--- start GIVEN DATA ---

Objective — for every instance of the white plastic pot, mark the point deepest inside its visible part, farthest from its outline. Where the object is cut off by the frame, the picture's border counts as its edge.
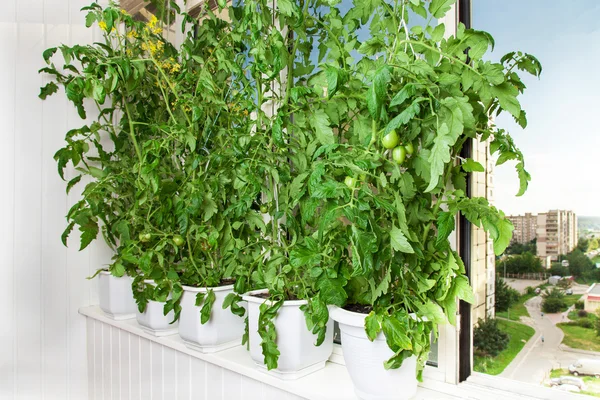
(116, 297)
(364, 361)
(222, 331)
(153, 320)
(299, 355)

--- end GIVEN DATA ---

▶ WHAT THE TASK ASKS: Copy the records word for word, leaving no picture in the copy.

▶ SOLUTION TO THE EXERCISE:
Objective — for every instance of the white plastic pot, mark the point deepest inside its visible part, farthest from its outline. Where the object is cut off by the frame, the picture's border counts as its edge.
(116, 297)
(364, 361)
(222, 331)
(153, 320)
(299, 355)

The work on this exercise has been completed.